Given information:
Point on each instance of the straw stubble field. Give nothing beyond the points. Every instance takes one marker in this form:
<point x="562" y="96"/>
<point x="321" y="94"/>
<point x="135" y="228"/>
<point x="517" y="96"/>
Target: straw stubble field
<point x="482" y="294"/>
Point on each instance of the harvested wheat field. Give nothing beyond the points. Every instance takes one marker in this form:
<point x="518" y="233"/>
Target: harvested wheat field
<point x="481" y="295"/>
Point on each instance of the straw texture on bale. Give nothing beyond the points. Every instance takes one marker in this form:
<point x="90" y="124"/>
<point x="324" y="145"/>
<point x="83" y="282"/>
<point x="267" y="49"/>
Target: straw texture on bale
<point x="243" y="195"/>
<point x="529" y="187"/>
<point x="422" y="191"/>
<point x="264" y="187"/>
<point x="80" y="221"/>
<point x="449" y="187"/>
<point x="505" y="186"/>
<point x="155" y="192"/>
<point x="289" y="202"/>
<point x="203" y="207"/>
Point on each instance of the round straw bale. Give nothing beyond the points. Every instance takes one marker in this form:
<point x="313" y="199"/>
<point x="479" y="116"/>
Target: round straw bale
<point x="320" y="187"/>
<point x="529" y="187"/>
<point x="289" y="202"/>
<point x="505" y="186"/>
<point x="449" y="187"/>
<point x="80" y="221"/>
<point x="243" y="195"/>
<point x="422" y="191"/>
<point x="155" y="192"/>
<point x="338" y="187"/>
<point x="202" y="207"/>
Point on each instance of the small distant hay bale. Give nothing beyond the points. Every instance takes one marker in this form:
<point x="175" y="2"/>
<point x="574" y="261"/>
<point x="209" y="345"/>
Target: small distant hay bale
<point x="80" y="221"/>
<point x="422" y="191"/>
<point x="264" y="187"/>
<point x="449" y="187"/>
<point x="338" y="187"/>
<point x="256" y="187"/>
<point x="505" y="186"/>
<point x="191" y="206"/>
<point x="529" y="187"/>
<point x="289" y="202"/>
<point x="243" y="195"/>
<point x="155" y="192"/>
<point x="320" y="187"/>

Work item:
Among the lines above, return those that contain the string "beyond".

Exercise result:
Point on each instance of the straw stubble field. Give nothing beyond the points. Every instance takes one marker in this form:
Point on each instance of the harvested wheat field. Give nothing beyond the points. Every instance takes one marker in this form:
Point on each instance of the straw texture on bale. Give nothing beyond the points. Every instance takes one marker in this form:
Point on each instance of the round straw bale. Give nothing beyond the points. Every instance takes one marker in this form:
Point on each instance of the small distant hay bale. Give nothing beyond the points. Every instance takes one marker in this form:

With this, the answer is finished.